Iran on Saturday said its intelligence services detained a US-based leader of a pro-monarchist group, who is accused of being behind a 2008 bombing, Reuters reported.
State television, quoting an Intelligence Ministry statement, said that "Jamshid Sharmahd, the ringleader of the terrorist Tondar (Thunder) group, who directed armed and terrorist acts in Iran from America, was arrested following a complicated operation, and is now in [our agents'] powerful hands."
The Ministry also said that Sharmahd planned and directed a 2008 attack in the southern Iranian city of Shiraz, killing 14 people and wounding another 215. Another plot by Sharmahd had included blowing up the shrine of Ayatollah Ruhollah Khomeini, but this was aborted thanks to Iranian intelligence, the statement added.
Reuters noted that television also showed a video of a man identifying himself as Sharmahd and providing his date of birth, and then saying, blindfolded, that "they needed explosives and we provided it."
On its site, Tondar wrote that it did not confirm "stories being told by various networks." However, in an earlier update on social media, the group had promised that it "will continue to fight even in the absence of a commander."
Iran has accused Sharmahd, who is Iranian-German and lived in Germany before moving to the US, of plotting other attacks in addition to the deadly 2008 bombing.
Tondar, which runs pro-Iranian opposition radio and TV stations abroad, has said it seeks to restore the Iranian monarchy.
The US State Department and the German Foreign Ministry did not immediately respond to Reuters' request for comment.

··········

ACTIVITY 1: According to the news report on the arrest, how many people were wounded in the 2008 attack in Shiraz?
ACTIVITY 2: Reproduce the part of the news report that opens with the words containing "On its site, Tondar" and closes with "the Iranian monarchy.".

EXTRACTED DATA:

··········

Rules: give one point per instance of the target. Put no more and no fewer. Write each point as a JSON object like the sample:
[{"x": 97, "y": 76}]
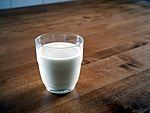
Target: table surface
[{"x": 115, "y": 74}]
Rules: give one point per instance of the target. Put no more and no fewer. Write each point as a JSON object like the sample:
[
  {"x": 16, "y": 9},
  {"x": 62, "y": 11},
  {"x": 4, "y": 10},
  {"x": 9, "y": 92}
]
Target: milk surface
[{"x": 59, "y": 64}]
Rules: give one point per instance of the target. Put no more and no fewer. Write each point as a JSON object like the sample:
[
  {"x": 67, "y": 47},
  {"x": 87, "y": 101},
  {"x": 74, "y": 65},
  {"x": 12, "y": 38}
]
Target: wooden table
[{"x": 115, "y": 75}]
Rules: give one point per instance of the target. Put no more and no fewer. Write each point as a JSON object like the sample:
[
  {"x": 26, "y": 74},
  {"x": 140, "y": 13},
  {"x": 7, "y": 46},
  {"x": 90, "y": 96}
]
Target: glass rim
[{"x": 59, "y": 33}]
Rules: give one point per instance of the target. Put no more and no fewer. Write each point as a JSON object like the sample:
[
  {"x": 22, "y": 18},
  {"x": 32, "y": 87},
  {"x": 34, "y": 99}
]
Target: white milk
[{"x": 59, "y": 65}]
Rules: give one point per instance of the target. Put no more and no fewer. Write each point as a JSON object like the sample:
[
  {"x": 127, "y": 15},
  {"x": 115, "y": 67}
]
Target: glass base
[{"x": 60, "y": 91}]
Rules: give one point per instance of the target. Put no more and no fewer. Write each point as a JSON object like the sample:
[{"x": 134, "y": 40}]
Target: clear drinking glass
[{"x": 59, "y": 57}]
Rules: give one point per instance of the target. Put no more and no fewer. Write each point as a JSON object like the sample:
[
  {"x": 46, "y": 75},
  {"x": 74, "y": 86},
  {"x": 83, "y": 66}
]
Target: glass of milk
[{"x": 59, "y": 56}]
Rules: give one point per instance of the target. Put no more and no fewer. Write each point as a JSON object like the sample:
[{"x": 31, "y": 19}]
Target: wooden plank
[
  {"x": 93, "y": 76},
  {"x": 115, "y": 70}
]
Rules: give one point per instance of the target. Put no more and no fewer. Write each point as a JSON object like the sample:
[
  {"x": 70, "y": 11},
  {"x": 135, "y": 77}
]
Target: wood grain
[{"x": 115, "y": 74}]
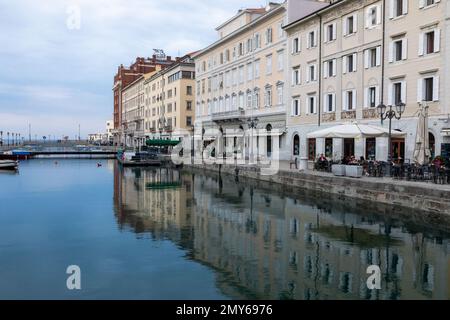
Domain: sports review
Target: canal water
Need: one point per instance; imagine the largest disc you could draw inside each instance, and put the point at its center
(163, 234)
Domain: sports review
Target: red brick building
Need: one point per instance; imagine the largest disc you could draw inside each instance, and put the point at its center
(125, 76)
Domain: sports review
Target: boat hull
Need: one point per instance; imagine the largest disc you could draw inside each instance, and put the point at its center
(9, 165)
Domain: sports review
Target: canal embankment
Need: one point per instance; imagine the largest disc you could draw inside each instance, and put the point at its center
(421, 196)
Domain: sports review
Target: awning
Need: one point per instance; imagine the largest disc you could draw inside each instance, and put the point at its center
(354, 131)
(162, 143)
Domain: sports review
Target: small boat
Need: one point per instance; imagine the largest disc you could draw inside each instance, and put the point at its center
(9, 165)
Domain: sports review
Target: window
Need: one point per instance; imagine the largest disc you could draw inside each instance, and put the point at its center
(296, 149)
(268, 97)
(350, 23)
(296, 45)
(428, 89)
(257, 69)
(269, 64)
(249, 72)
(280, 60)
(372, 57)
(257, 41)
(372, 97)
(329, 102)
(241, 74)
(296, 76)
(349, 63)
(312, 39)
(269, 36)
(295, 106)
(429, 42)
(330, 32)
(329, 148)
(311, 149)
(373, 16)
(311, 101)
(329, 68)
(256, 99)
(312, 74)
(398, 50)
(371, 148)
(280, 94)
(349, 100)
(397, 93)
(427, 3)
(249, 100)
(398, 8)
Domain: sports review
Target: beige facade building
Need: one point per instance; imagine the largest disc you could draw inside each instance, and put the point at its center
(347, 57)
(169, 99)
(133, 106)
(241, 77)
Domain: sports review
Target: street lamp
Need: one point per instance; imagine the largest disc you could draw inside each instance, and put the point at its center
(388, 112)
(252, 124)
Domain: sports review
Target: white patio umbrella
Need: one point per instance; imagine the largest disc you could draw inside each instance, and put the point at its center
(422, 152)
(354, 130)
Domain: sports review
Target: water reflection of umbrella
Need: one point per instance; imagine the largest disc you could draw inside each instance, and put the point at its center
(422, 149)
(358, 236)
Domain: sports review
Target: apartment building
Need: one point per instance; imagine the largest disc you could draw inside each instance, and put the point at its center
(169, 99)
(347, 57)
(241, 83)
(133, 108)
(127, 75)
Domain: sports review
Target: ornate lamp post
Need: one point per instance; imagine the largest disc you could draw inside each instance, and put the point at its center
(252, 124)
(388, 112)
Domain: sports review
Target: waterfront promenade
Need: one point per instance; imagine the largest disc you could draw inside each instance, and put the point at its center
(425, 196)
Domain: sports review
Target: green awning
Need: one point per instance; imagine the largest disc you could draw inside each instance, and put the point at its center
(162, 143)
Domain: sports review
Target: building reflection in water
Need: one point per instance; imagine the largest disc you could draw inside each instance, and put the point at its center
(265, 245)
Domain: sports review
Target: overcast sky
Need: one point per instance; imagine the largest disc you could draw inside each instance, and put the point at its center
(56, 77)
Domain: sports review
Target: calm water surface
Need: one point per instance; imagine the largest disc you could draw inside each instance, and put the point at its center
(161, 234)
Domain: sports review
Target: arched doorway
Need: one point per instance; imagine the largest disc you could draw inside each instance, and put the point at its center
(296, 146)
(269, 140)
(432, 142)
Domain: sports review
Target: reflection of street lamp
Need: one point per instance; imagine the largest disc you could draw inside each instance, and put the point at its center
(252, 124)
(391, 114)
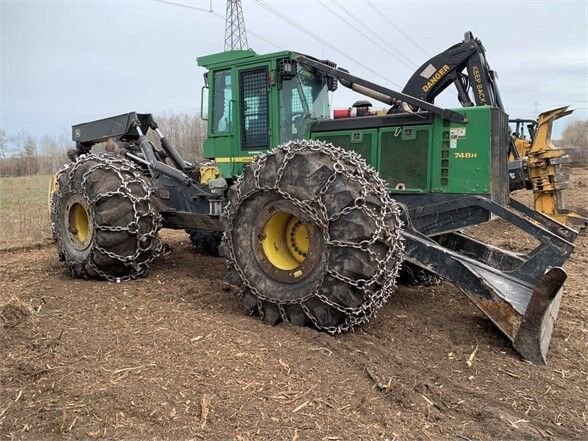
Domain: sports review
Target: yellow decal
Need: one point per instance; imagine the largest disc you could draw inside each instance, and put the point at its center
(482, 98)
(434, 79)
(465, 155)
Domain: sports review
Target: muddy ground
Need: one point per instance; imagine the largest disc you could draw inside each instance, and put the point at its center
(173, 356)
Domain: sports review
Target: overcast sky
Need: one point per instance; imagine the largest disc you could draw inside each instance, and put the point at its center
(64, 62)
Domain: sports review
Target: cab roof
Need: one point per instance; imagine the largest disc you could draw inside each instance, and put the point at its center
(239, 58)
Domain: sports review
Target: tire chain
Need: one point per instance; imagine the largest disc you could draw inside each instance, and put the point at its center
(119, 166)
(353, 167)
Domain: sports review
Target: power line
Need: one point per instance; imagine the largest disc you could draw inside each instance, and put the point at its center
(308, 32)
(235, 33)
(362, 32)
(397, 54)
(404, 34)
(218, 16)
(195, 8)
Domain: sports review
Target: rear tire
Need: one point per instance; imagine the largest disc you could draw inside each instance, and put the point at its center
(103, 219)
(312, 237)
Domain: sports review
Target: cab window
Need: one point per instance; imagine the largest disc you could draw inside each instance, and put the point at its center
(254, 109)
(223, 95)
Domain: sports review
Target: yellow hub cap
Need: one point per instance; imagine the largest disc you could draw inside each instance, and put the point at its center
(79, 224)
(285, 241)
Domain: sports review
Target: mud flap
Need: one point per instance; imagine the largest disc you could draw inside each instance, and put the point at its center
(520, 293)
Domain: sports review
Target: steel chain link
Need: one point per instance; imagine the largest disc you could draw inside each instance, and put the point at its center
(387, 230)
(128, 174)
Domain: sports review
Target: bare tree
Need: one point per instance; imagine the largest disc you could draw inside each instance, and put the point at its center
(576, 134)
(3, 144)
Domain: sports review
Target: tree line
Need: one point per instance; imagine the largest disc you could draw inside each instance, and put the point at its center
(22, 154)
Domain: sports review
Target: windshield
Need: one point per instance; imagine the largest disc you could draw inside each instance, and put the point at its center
(303, 98)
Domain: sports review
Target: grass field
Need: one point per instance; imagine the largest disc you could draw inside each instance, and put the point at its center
(24, 211)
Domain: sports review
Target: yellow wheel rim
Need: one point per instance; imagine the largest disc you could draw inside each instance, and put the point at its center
(285, 241)
(79, 224)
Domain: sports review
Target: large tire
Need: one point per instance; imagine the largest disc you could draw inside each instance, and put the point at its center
(312, 237)
(206, 243)
(104, 220)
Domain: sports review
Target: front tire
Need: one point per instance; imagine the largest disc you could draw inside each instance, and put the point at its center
(104, 220)
(312, 237)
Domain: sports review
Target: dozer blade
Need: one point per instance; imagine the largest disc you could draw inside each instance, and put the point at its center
(525, 314)
(519, 293)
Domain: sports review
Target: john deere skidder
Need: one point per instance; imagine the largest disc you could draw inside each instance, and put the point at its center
(318, 215)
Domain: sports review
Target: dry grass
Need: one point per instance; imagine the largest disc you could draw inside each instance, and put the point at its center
(24, 211)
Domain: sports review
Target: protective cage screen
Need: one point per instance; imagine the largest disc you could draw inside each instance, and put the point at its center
(254, 120)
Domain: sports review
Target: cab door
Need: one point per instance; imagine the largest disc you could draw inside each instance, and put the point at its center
(255, 129)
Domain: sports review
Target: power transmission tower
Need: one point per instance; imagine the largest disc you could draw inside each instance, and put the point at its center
(235, 34)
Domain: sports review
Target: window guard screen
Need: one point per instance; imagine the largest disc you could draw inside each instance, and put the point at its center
(254, 109)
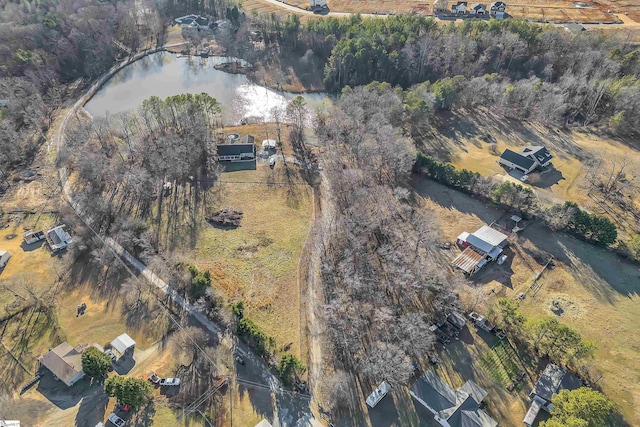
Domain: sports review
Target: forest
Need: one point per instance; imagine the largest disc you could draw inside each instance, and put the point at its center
(517, 69)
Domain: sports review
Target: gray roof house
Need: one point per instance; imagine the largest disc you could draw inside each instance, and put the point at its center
(553, 379)
(65, 363)
(242, 152)
(452, 408)
(526, 160)
(483, 245)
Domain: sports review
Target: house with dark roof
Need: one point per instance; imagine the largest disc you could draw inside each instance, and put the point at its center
(527, 160)
(498, 9)
(245, 151)
(483, 245)
(452, 408)
(65, 363)
(553, 379)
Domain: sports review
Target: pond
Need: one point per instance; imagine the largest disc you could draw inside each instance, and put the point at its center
(164, 74)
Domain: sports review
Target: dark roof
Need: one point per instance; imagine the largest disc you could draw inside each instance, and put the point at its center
(553, 379)
(517, 159)
(63, 361)
(234, 149)
(459, 408)
(539, 152)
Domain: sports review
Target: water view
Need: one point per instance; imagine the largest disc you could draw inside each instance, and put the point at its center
(164, 74)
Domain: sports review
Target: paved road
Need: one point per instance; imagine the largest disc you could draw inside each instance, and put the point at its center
(290, 409)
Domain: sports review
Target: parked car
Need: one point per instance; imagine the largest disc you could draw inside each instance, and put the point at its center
(169, 381)
(116, 420)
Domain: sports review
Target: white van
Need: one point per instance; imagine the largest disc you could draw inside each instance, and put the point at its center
(4, 258)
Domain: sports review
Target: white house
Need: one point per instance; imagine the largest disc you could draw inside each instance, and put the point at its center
(450, 407)
(527, 160)
(4, 258)
(478, 9)
(58, 238)
(459, 8)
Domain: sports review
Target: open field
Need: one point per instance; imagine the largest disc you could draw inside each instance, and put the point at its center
(470, 145)
(257, 263)
(595, 288)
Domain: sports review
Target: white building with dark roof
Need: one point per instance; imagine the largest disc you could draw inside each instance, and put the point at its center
(452, 408)
(484, 245)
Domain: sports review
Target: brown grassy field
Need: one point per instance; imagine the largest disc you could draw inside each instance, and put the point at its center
(257, 263)
(594, 287)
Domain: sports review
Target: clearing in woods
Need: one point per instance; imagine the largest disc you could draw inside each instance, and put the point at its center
(594, 288)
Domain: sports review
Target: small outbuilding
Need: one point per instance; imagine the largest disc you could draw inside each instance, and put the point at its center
(65, 363)
(58, 238)
(122, 344)
(378, 394)
(4, 258)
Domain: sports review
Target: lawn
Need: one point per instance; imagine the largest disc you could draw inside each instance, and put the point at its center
(477, 147)
(257, 263)
(596, 290)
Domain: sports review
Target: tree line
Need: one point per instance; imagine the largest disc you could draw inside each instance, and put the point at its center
(517, 69)
(382, 282)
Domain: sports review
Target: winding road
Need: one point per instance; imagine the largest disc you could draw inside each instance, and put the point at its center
(291, 409)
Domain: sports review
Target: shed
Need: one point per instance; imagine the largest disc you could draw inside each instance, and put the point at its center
(248, 139)
(469, 261)
(4, 258)
(65, 363)
(378, 394)
(123, 343)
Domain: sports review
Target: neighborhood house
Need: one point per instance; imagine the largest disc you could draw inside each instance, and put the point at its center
(65, 363)
(553, 379)
(245, 151)
(4, 258)
(481, 246)
(58, 238)
(452, 408)
(122, 344)
(527, 160)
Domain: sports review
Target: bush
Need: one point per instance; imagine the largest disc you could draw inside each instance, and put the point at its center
(289, 368)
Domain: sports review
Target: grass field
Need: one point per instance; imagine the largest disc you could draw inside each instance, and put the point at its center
(257, 263)
(596, 289)
(466, 147)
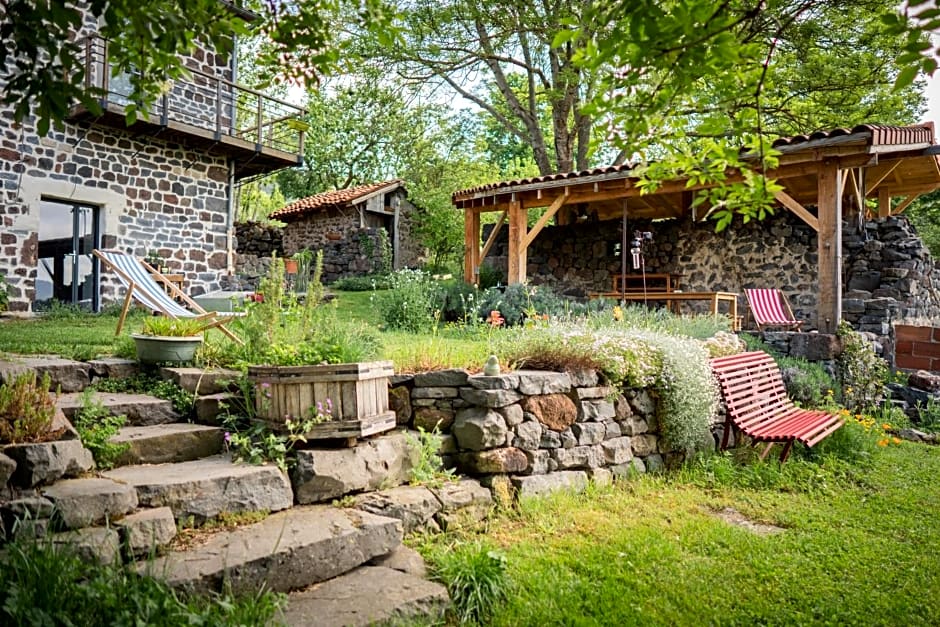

··········

RESPONSE 1: 215 people were wounded.

RESPONSE 2:
On its site, Tondar wrote that it did not confirm "stories being told by various networks." However, in an earlier update on social media, the group had promised that it "will continue to fight even in the absence of a commander."
Iran has accused Sharmahd, who is Iranian-German and lived in Germany before moving to the US, of plotting other attacks in addition to the deadly 2008 bombing.
Tondar, which runs pro-Iranian opposition radio and TV stations abroad, has said it seeks to restore the Iranian monarchy.